- **What to work on**
Rewrite the entries below, swapping each "positioned" for "located" and leaving everything else unchanged.

Source data:
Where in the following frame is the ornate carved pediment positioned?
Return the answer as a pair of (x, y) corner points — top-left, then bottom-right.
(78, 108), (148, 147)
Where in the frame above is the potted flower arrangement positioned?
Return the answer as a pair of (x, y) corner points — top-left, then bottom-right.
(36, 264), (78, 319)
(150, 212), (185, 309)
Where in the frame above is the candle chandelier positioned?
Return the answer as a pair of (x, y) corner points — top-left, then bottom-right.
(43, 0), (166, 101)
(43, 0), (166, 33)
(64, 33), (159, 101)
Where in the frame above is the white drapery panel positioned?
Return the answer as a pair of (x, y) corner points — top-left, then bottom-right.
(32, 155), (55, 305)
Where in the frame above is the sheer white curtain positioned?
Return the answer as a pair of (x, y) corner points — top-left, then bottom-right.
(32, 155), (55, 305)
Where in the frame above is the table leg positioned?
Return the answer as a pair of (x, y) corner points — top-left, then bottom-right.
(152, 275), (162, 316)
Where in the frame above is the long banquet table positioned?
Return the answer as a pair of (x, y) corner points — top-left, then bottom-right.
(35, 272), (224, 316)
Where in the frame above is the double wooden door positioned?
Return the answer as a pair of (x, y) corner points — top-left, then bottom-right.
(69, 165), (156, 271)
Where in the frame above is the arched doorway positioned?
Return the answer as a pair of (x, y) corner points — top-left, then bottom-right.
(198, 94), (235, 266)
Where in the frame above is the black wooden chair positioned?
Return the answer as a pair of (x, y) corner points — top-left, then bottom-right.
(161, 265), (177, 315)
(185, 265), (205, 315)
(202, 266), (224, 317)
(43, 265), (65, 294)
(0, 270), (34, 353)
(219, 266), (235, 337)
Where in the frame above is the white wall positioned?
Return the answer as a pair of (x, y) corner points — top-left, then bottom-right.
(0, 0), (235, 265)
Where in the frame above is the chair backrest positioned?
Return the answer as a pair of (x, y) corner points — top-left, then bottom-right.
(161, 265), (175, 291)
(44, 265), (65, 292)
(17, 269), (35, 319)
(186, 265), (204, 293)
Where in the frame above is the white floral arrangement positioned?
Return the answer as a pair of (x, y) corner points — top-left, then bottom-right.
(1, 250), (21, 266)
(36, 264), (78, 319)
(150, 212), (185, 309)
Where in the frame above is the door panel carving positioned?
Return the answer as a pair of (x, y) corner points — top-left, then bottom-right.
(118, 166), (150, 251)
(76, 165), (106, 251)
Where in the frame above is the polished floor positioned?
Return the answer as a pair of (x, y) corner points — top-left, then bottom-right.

- **Task response**
Where in the following frame is the ornate carved pediment located?
Return the answer as a pair of (x, y) corner points — top-left, then bottom-right.
(78, 108), (148, 147)
Where in the frame above is the potted flower arrangement located?
Return the answer as a pair of (x, y) corner points — top-left, then bottom-right.
(36, 264), (78, 319)
(150, 212), (185, 309)
Where in the frame above is the candle chandelier located?
Return the answer as a pair of (x, y) corner points — top-left, then bottom-right.
(43, 0), (166, 101)
(43, 0), (166, 33)
(64, 33), (159, 101)
Where in the frame above is the white drapery panel located?
Return the answer as a pair of (x, y) corner points — top-left, then bottom-right.
(32, 155), (55, 305)
Where in the frame above is the sheer white curtain located?
Return the answer as a pair of (x, y) corner points — top-left, then bottom-right.
(32, 155), (55, 305)
Where in the frame above is the table leg located?
Return the answer as a pair of (x, y) corner points — top-left, then bottom-right.
(152, 275), (162, 316)
Where in the frame above is the long banquet table located?
Return the answer as a pair of (x, y) corner points — top-left, then bottom-right.
(35, 272), (224, 316)
Where in the frame above is the double wooden door located?
Return the answer as a pair of (x, y) corner points — top-left, then bottom-right.
(69, 165), (156, 271)
Where in the frame above is the arched doorway located?
Return the answer as a pair of (x, y) corner points — top-left, then bottom-right.
(198, 94), (235, 266)
Where in the frame above is the black wooden chair located?
Return the answer as a pair of (x, y) corner points — top-left, then bottom-right.
(161, 265), (177, 315)
(185, 265), (205, 315)
(202, 266), (224, 317)
(43, 265), (65, 294)
(0, 270), (34, 353)
(219, 266), (235, 337)
Where in the frame above is the white wall located?
Return the answer as a pair of (x, y) corner points — top-left, then bottom-right.
(0, 0), (235, 265)
Where in the frame above is the chair backrest located?
Return the answer as a pair of (x, y) corner points — top-left, then bottom-right.
(161, 265), (175, 291)
(44, 265), (65, 292)
(17, 269), (35, 319)
(186, 265), (204, 293)
Where in the frame above is the white floral arrangement located?
Return the answer as a pair of (x, y) corner points — top-left, then bottom-right.
(1, 250), (21, 266)
(36, 264), (78, 319)
(150, 212), (185, 309)
Where in the frame above is the door panel carving located?
Return the answer as a pair of (x, y) corner points — top-left, then bottom-right.
(118, 166), (150, 251)
(76, 165), (106, 251)
Where in the frame above is the polished floor located?
Return the answer as a pair of (x, y) corner points — top-left, then bottom-right.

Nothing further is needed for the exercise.